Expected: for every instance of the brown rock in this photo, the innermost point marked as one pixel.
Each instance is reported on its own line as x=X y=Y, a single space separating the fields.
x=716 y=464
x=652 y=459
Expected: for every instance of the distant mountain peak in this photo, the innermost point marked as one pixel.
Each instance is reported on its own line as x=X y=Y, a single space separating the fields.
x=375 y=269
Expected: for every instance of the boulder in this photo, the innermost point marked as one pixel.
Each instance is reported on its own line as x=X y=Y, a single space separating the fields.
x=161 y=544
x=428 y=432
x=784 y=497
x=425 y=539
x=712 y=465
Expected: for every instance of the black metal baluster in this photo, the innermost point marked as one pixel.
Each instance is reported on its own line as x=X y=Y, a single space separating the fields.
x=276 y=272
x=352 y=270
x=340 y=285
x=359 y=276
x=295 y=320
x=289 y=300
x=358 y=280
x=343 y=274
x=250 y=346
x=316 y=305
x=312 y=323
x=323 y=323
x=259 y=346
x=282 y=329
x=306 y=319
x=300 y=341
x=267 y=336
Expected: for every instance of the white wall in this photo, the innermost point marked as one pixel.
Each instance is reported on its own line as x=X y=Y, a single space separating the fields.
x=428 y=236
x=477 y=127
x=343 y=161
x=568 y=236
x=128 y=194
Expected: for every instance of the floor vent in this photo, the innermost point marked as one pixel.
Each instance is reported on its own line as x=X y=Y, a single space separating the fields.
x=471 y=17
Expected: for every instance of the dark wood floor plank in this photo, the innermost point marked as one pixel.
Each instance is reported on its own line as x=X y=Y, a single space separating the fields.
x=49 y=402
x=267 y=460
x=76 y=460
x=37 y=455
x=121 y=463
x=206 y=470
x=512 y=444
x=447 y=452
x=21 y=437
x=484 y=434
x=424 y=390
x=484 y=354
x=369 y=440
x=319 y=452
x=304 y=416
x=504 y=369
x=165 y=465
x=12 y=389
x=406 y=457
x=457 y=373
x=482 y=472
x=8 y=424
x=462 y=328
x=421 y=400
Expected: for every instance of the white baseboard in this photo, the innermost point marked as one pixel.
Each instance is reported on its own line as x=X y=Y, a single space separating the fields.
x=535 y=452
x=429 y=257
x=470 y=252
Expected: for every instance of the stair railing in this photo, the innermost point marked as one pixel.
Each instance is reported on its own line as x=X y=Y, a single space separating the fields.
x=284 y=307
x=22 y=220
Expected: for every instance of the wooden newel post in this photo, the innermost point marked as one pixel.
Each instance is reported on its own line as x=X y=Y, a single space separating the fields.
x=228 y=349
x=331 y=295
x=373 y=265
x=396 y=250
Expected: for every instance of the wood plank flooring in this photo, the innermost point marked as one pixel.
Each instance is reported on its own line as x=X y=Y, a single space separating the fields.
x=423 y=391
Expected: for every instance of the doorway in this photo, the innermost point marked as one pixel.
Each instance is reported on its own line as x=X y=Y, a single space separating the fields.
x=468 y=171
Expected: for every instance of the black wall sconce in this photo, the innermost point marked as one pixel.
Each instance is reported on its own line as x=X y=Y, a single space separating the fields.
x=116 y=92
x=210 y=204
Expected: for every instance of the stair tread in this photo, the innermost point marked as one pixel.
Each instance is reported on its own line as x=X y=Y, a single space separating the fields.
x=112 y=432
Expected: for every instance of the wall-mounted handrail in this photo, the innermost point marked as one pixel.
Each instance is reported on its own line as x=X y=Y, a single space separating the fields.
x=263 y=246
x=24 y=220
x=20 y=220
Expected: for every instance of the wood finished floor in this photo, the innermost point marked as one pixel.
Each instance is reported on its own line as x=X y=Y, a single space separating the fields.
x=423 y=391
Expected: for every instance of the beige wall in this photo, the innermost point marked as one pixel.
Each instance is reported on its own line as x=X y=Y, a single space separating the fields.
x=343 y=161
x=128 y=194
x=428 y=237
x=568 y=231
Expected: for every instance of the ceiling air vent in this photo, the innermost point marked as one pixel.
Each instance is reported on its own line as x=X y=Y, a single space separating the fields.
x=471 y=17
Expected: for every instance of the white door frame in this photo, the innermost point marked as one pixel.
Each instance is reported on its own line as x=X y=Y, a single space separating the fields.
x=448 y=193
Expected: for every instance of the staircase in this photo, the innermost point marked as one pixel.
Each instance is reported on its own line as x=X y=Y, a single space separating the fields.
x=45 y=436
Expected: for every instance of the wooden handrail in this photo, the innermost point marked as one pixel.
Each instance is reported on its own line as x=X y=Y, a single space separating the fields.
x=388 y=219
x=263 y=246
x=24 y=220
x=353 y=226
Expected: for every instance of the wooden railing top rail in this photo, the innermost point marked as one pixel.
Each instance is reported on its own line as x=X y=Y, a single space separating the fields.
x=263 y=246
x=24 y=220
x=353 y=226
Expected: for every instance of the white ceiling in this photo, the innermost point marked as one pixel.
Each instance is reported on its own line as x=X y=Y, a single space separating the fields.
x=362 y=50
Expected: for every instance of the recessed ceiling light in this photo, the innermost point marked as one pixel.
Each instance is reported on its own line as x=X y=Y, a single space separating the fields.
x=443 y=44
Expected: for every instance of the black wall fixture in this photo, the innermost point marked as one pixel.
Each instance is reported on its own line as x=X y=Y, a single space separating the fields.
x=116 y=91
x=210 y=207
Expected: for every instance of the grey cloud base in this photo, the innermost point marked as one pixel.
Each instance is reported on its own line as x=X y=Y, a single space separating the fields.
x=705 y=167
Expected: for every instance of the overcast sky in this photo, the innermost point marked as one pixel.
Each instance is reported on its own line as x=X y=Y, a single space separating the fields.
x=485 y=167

=== Exercise aim ===
Using the data above, print every record exactly as shown.

=== Solution ===
Expected: for every instance of the brown rock in this photo, the innermost point marked as one pixel.
Each instance is reported on its own line as x=X y=Y, a single space separating the fields.
x=716 y=464
x=652 y=459
Expected: for every instance of the distant mountain peak in this photo, the innermost point marked as one pixel.
Each instance is reported on its own line as x=X y=Y, a single space separating the fields.
x=375 y=269
Expected: for every instance of the boulder in this photo, the innermost point marked as one pixel.
Each instance is reported on its own line as x=X y=Y, a single space separating the fields.
x=161 y=544
x=428 y=432
x=784 y=497
x=425 y=539
x=712 y=465
Expected: for every instance of the black metal baluster in this photo, the innermost point marked as one pixel.
Each instance is reported on its own line as x=X y=Y, a single space separating the fields.
x=276 y=272
x=352 y=270
x=340 y=285
x=359 y=276
x=295 y=320
x=289 y=300
x=358 y=280
x=343 y=274
x=250 y=346
x=316 y=305
x=312 y=323
x=323 y=323
x=259 y=346
x=282 y=329
x=306 y=319
x=300 y=341
x=267 y=336
Expected: for every instance of the white wall in this photo, the innermost point marked as one pixel.
Each instance is reported on its own line as x=X y=Y, a single space separating the fields.
x=428 y=236
x=477 y=127
x=343 y=161
x=568 y=236
x=128 y=194
Expected: for every instance of the floor vent in this photo, the innermost point marked as one pixel.
Each instance is reported on its own line as x=X y=Y, a single space separating the fields.
x=471 y=17
Expected: for every instance of the dark wood floor plank in this photo, the innermost point marked as one pixel.
Each instance is reported on its own line as x=X y=Y, a single space separating the fields.
x=49 y=402
x=267 y=460
x=76 y=460
x=37 y=455
x=121 y=463
x=206 y=470
x=512 y=444
x=447 y=452
x=21 y=437
x=484 y=434
x=424 y=390
x=484 y=354
x=369 y=440
x=319 y=452
x=304 y=416
x=504 y=369
x=165 y=465
x=12 y=389
x=406 y=457
x=457 y=373
x=482 y=472
x=8 y=424
x=462 y=328
x=421 y=400
Expected: for every instance of the white baseboard in this photo, the innermost point marked as one pixel.
Each instance is reported on its own line as x=X y=Y, a single space separating the fields.
x=535 y=452
x=429 y=257
x=470 y=252
Expected: for every instance of the stair railing in this photo, the innermost point marked as one pixel.
Each instance is reported on its own line as x=X y=Y, a single space separating the fields.
x=284 y=307
x=22 y=220
Expected: for every instance of the wooden newel post in this photo, the innermost point marked as one pixel.
Each instance is reported on its own line as x=X y=Y, a single space separating the fields.
x=228 y=349
x=331 y=295
x=373 y=265
x=396 y=250
Expected: for every instance of the wood plank flooring in this photo, the innermost point marked as one pixel.
Each instance is reported on its own line as x=X y=Y, a single space separating the fields.
x=423 y=391
Expected: for every instance of the doorway in this photo, the innermost point marked as one pixel.
Each instance is reported on its own line as x=X y=Y, a single space separating the fields.
x=468 y=171
Expected: for every instance of the black wall sconce in this photo, the innermost point marked as one pixel.
Each instance is reported on its own line as x=X y=Y, a single space separating the fields.
x=116 y=92
x=210 y=204
Expected: for every instance of the stair tread in this photo, the innermost point marked as one pixel.
Each instance is reported on its own line as x=X y=Y, a single space separating the fields.
x=112 y=432
Expected: for every instance of the wall-mounted handrail in this photo, the innermost point marked as one pixel.
Each instance is reported on its own line as x=X y=Y, a single space separating the fields.
x=263 y=246
x=24 y=220
x=20 y=220
Expected: for every instance of the wood finished floor in this photo, the innermost point marked as one pixel.
Each instance is reported on its own line as x=X y=Y, a single space separating the fields.
x=423 y=391
Expected: for every instance of the beige wall in this photo, the innermost point marked as one pixel.
Each instance is reported on its own line as x=X y=Y, a single space separating the fields.
x=343 y=161
x=128 y=194
x=428 y=237
x=568 y=231
Expected: for every instance of the ceiling air vent in this photo, the innermost point marked as one pixel.
Each instance is reported on its own line as x=X y=Y, a single space separating the fields.
x=471 y=17
Expected: for every instance of the white door frame in this photo, the innermost point marked as one pixel.
Each instance is reported on its own line as x=X y=Y, a single space separating the fields.
x=448 y=193
Expected: for every instance of the staircase in this photo, the innermost point marked as one pixel.
Each instance is reported on its own line as x=X y=Y, a single space separating the fields.
x=45 y=436
Expected: for every instance of the wooden handrail in this photo, the innermost point marked as one pixel.
Each instance is reported on its own line as x=X y=Y, a single space separating the fields.
x=388 y=219
x=263 y=246
x=24 y=220
x=353 y=226
Expected: for every instance of the wooden railing top rail in this photo, the innermost point marked as one pixel.
Each instance is reported on its own line as x=X y=Y, a single space separating the fields.
x=263 y=246
x=24 y=220
x=353 y=226
Expected: for every instance of the white ceiling in this photo, the innermost point marked as one pixel.
Each instance is reported on its own line as x=X y=Y, a single space separating the fields.
x=362 y=50
Expected: for every instance of the recessed ceiling light in this photo, the innermost point marked as one pixel.
Each instance is reported on its own line as x=X y=Y, a single space separating the fields.
x=443 y=44
Expected: for every instance of the black wall fixture in this photo, the innermost point marked as one pixel.
Each instance is reported on its own line as x=X y=Y, a single space separating the fields.
x=116 y=91
x=210 y=207
Expected: for every instance of the grey cloud base in this photo, the innermost point marked as one pixel.
Each instance is reported on its own line as x=X y=Y, a single space separating the fields.
x=705 y=167
Expected: for every instance of the overcast sky in this photo, the innermost point marked as one pixel.
Each instance is reported on its own line as x=X y=Y, a single space separating the fields.
x=485 y=167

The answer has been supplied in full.